Task brief: Transcribe every record that appears below, exactly and in full.

Object pointing dataset rows:
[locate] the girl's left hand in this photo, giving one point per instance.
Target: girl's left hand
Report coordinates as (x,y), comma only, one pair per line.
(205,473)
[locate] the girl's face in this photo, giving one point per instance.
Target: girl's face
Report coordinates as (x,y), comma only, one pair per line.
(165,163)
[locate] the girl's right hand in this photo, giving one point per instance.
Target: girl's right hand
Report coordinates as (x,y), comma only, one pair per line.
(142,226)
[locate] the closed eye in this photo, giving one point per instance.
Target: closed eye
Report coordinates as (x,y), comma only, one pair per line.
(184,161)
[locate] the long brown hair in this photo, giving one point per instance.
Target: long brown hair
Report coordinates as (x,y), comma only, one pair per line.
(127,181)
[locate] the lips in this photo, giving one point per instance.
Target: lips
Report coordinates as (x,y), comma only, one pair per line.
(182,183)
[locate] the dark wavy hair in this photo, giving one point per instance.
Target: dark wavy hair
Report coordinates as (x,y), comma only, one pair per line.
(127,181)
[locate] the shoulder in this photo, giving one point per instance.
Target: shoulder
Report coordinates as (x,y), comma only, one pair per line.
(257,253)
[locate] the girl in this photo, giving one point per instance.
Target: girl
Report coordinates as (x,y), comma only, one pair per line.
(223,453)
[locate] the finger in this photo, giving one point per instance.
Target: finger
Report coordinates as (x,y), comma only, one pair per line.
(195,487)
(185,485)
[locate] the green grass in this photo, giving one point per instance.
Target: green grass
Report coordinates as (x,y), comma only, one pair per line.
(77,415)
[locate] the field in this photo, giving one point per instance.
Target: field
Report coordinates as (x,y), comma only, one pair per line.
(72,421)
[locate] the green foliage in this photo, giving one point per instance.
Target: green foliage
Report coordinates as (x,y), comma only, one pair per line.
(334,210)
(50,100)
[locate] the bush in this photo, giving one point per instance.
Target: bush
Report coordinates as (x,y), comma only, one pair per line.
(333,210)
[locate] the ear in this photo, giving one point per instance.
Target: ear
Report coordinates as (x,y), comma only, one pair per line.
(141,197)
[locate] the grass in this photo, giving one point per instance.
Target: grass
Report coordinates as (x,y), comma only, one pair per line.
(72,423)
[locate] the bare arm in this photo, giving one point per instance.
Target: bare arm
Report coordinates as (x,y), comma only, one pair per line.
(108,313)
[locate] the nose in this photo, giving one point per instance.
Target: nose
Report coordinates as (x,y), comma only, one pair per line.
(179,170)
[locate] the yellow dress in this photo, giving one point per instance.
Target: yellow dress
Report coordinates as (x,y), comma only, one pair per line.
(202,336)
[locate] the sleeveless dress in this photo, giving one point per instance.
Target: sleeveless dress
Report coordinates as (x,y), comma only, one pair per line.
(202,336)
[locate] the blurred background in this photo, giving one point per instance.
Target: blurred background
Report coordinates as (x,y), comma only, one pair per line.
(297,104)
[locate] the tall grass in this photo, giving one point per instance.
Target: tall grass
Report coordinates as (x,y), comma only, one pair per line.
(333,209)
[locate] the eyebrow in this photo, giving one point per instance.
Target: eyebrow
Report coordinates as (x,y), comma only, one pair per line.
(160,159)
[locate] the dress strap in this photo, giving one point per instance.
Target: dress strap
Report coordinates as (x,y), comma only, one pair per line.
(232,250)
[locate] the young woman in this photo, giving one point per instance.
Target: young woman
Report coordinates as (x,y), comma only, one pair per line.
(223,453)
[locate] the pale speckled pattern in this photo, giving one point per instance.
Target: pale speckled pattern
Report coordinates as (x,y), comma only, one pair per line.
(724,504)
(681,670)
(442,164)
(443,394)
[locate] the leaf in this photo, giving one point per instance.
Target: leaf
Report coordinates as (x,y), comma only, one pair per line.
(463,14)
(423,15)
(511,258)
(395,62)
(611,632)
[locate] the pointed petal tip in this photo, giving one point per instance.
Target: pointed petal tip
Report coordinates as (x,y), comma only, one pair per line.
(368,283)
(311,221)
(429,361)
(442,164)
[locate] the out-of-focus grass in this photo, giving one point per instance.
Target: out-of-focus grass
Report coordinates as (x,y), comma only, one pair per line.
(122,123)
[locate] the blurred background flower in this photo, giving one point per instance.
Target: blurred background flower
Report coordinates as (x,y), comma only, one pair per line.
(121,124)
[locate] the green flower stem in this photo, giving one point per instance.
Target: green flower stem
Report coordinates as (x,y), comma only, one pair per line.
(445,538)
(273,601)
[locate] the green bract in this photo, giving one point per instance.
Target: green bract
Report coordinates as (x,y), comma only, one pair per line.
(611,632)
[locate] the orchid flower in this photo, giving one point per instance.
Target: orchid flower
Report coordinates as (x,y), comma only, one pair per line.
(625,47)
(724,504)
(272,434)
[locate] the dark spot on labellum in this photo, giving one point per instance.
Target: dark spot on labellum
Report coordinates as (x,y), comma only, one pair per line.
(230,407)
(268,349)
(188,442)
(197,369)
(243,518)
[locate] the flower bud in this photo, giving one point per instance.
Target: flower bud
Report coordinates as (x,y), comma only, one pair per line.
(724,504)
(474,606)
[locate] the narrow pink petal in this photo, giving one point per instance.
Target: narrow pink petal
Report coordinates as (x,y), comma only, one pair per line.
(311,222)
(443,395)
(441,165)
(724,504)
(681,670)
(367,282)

Exercise output:
[locate] the girl's left hand in this photo, giving one point per instance.
Target: girl's left hand
Report coordinates as (x,y), comma only, one pair per line.
(205,473)
[locate] the girl's face in this photo, giving one point per instance.
Target: girl's face
Report coordinates as (x,y), comma only, one pair per line.
(165,163)
[locate] the girl's right hand in this photo, giving one point per instance.
Target: girl's right hand
Report coordinates as (x,y), comma only, one pair per line.
(142,226)
[locate] the closed eye in this photo, giving one point per instance.
Target: closed eye
Report coordinates as (x,y), comma only, one pair per line.
(184,161)
[locate] the long brown hair in this photo, giving one point per instance.
Target: long brown hair
Report coordinates as (x,y), comma only, one pair per line.
(127,181)
[locate] the lips in this photo, giving one point per instance.
Target: lips
Report coordinates as (x,y), comma only, one pair per line.
(182,183)
[locate] the dark wavy hair in this photo, giving one point per instance.
Target: dark wavy hair
Report coordinates as (x,y), comma only, one pair per line.
(127,181)
[locate] the shoulder in this photo, giving one point per instance.
Target: shoulder
Report coordinates as (x,y), comma only, one pair per line.
(257,253)
[locate] the girl in this photo, giving one point per instance.
Target: girl
Report coordinates as (x,y), comma only, one pair per line.
(223,453)
[locate] the finger in this photo, giving one point per instance.
Target: finger
Report coordinates as (x,y), comma only, one pair per line.
(195,487)
(185,485)
[locate] the green grass in this photo, giving one point per instance.
Target: green grass
Report coordinates as (x,y), comma only, one pair per line.
(77,415)
[locate] the field in this photo, giving one point per instance.
Target: field
Report coordinates as (x,y), comma only, one pair per line.
(72,421)
[locate] the green foliage in this photo, giving one point per instance.
Target: green foliage
Report coordinates as (x,y), comma only, one pair per line.
(334,210)
(50,100)
[locate] the bush in this photo, giving one point per instance.
Target: bush
Report coordinates as (x,y), comma only, one pair per line.
(333,210)
[locate] the ear in this photo, giving one point per instance.
Target: ear
Report coordinates as (x,y), comma only, one pair per line.
(141,197)
[locate] the grass in this photo, giving one point per instance.
Target: grass
Report coordinates as (x,y), comma only, one pair per line.
(72,423)
[locate] the bare arm in this photo, giving one point per instance.
Target: bare arm
Report coordinates as (x,y), comma only, one pair per line.
(108,313)
[locate] the nose in this photo, giving one point per instance.
Target: nose
Report coordinates as (x,y), comma only, one pair per line.
(179,170)
[locate] the yellow dress in this photo, giving one point per instance.
Target: yellow dress
Report coordinates as (x,y), comma only, one pair per line.
(202,336)
[locate] the sleeveless dress in this photo, giving one point per instance.
Target: sleeveless dress
Report coordinates as (x,y), comma only, one pair per line.
(202,336)
[locate] the blurred background in this photo, giving one point per instance.
Target: blurred background
Report coordinates as (x,y), comma only, one pair per line.
(297,104)
[locate] the tall grass in this photo, giving one point per instance.
Target: tall grass
Report coordinates as (x,y), comma only, one pair per line.
(333,209)
[locate] the eyebrow in this photo, giving one point per instance.
Target: eyebrow
Report coordinates as (x,y), comma only, one pair per line.
(160,159)
[locate] the dress strap in this photo, giving one point per instance.
Target: dress strap
Report coordinates as (x,y), comma only, one pair per line.
(232,250)
[locate] the young woman in this photo, giving one point per instance.
Target: young woman
Report coordinates as (x,y), comma only, one pair per line.
(223,453)
[locate] the pale speckled pattern in this photo, giving one point per instance.
Target: pale speckled pattern
Report coordinates as (x,y), comma only, one pair per line.
(724,504)
(681,670)
(442,164)
(443,394)
[locate] the leaf in this photo, giving one point per instance.
Target: leaf
Report coordinates as (x,y), comma only, one pair per line.
(463,14)
(423,15)
(511,258)
(395,62)
(611,632)
[locate] the pointed petal tip in this photo, giving one point per instance.
Target: pointed petal tip
Report coordinates as (x,y), comma only, one pair per line.
(368,283)
(311,221)
(429,361)
(442,164)
[locate] the out-of-focus grass in this photo, giving one point per instance.
Target: out-of-focus grass
Report coordinates as (x,y), comma only, one pair per line.
(122,123)
[locate] the blurred background flower in this photo, giving one point per instance.
Target: blurred background flower
Report coordinates as (x,y), comma only, one pair per line.
(121,124)
[locate] the green flower stem in this photo, giving one point per instance.
Target: green flower stem
Report coordinates as (x,y), comma only, one pair per line.
(445,538)
(273,601)
[locate] the green bract in this photo, giving one point per instance.
Target: green bract
Report coordinates as (x,y), comma only, one pair per line.
(611,632)
[locate] the orchid flower in this photo, giving one point per instance.
Target: orchid flower
Report coordinates as (x,y), comma only, one pair per line.
(625,47)
(724,504)
(272,434)
[locate] the dark spot on labellum in this photo, giving one point per instance.
Target: dark spot on labellum
Report coordinates as (x,y), comma only, one pair per line.
(230,407)
(268,349)
(188,442)
(197,369)
(243,518)
[locate] the flower bud in this photo, giving one point per instance.
Target: flower bud
Report coordinates as (x,y), comma only, one pair per line.
(724,504)
(474,606)
[locate] the narrow pink petal in this photo, giving one point per instance.
Target: narrow pink petal
Report coordinates as (x,y), comma only, one pair per line.
(311,222)
(443,395)
(441,165)
(724,504)
(681,670)
(367,282)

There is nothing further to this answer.